Transcribe word for word the part of the Kate Forbes interview below that starts with "Everyone viewed the" and goes on through "protected in law.".

━━ SELECTED PASSAGE ━━

Politician Kate Forbes knows how it feels when public life misunderstands a faith-led life. Robert Wright interviews her as she reflects on that experience and what next.

Robert is a journalist at the Financial Times.

 

A women stands beside in a corridor beside a large window through which a wing of a building and a distant hillside can be see,
Kate Forbes at Holyrood, the Scottish Parliament.

When Scotland’s then first minister, Nicola Sturgeon, unexpectedly announced her resignation in February, Kate Forbes was on maternity leave from her job as Scotland’s finance secretary. As such, Forbes, a committed Christian, had not made any public statements about politics in six months. 

Yet, reflecting on the campaign earlier this month, Forbes recalled how social and mainstream media were immediately “awash” with comments about why her religious convictions made her unfit to succeed Sturgeon. The controversy, much of it centred on Forbes’ membership of the small, theologically conservative Free Church of Scotland, continued throughout the subsequent election campaign. Most involved her stance on gay marriage and Scotland’s gender recognition legislation. 

Forbes discussed the campaign in an interview in her small office in the Scottish parliament building in Edinburgh – one of her first since the often fractious campaign. Forbes secured an unexpectedly strong 47.9 per cent of the vote after the elimination of the third-placed candidate, Ash Regan, and the redistribution of her second-preference votes. She now sits as a backbench Member of the Scottish Parliament (MSP) for Skye, Lochaber and Badenoch. Forbes rejected an offer from Humza Yousaf, the victor, the clear choice of the party establishment, of a cabinet job far more junior than her previous role. 

She started the discussion by challenging the idea – which she thought motivated some criticisms she faced - that atheists, agnostics and other non-believers were neutrals on questions of religious conviction. It was one of many points where Forbes used her experience to paint a picture of a public life where issues of faith and faithful people were increasingly marginalised and misunderstood. 

“Nobody is neutral. There’s this perception, which is flawed, that there are some people who are neutral and some people who have faith.” 

Everyone viewed the world through a philosophical framework, Forbes went on. It was critical to ensure people were not shut out of public debate on the basis of their philosophies, she said – just as it was important to avoid excluding people for their race, sex, sexual orientation or any of the other characteristics protected in law.

━━━
━━ DATA LINES ━━

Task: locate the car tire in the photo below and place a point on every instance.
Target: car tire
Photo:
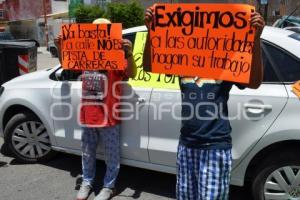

━━━

(RESPONSE TO THE TASK)
Everyone viewed the world through a philosophical framework, Forbes went on. It was critical to ensure people were not shut out of public debate on the basis of their philosophies, she said – just as it was important to avoid excluding people for their race, sex, sexual orientation or any of the other characteristics protected in law.